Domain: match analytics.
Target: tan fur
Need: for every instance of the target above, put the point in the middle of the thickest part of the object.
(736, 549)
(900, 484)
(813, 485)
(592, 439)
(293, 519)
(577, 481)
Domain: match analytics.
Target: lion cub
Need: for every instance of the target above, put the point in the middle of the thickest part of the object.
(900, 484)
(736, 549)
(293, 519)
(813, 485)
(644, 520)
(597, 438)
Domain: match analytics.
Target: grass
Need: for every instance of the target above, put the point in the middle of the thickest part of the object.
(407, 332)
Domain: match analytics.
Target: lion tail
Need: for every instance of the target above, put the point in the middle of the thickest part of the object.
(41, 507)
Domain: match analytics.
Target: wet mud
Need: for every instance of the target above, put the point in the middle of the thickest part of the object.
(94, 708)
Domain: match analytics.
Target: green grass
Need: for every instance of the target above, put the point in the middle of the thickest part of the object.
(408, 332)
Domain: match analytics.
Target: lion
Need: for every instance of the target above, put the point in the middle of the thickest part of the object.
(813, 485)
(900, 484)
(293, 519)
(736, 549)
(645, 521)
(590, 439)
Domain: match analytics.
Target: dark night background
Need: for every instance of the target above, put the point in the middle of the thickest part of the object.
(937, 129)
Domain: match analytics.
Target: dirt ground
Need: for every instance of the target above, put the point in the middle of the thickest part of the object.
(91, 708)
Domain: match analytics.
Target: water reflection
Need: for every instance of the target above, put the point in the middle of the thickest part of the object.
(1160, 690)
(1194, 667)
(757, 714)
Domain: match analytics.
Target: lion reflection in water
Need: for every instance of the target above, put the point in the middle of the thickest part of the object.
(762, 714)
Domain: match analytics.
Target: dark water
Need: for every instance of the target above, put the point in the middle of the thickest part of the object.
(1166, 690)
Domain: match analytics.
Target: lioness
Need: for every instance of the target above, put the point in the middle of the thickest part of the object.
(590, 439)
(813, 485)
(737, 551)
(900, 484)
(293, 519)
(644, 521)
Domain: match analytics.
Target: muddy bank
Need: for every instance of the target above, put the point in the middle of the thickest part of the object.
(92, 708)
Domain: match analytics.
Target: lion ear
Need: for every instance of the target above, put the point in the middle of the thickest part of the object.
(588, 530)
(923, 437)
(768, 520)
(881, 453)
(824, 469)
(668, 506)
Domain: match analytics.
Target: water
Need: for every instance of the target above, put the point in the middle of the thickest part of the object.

--

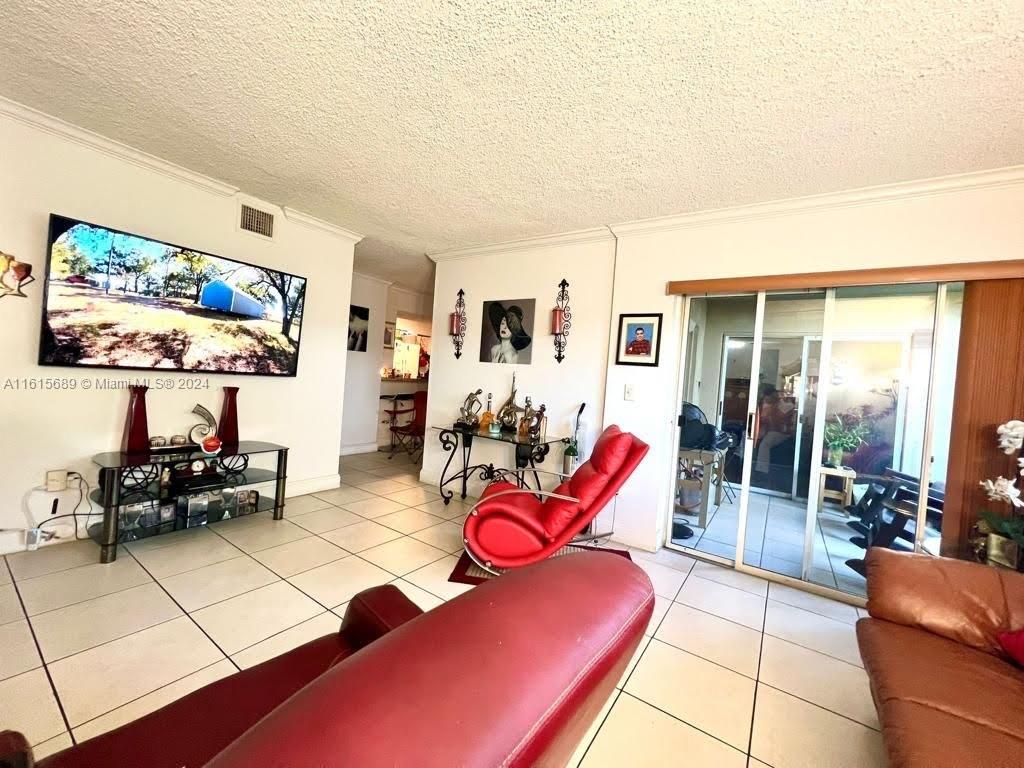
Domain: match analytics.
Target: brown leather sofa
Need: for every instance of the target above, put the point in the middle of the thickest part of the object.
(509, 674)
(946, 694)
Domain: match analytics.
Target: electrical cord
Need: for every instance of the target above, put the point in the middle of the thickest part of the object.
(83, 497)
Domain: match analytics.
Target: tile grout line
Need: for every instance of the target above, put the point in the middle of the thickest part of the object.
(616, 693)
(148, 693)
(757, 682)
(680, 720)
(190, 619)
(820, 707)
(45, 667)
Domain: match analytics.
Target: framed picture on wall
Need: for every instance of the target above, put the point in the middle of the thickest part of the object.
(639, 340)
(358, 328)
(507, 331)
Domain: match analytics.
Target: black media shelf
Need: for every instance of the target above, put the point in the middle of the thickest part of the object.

## WHAT TO PRODUCE
Can you extract every line above that contains the string "reflection" and copy each one in full?

## TASK SOLUTION
Target: water reflection
Target: lion reflection in water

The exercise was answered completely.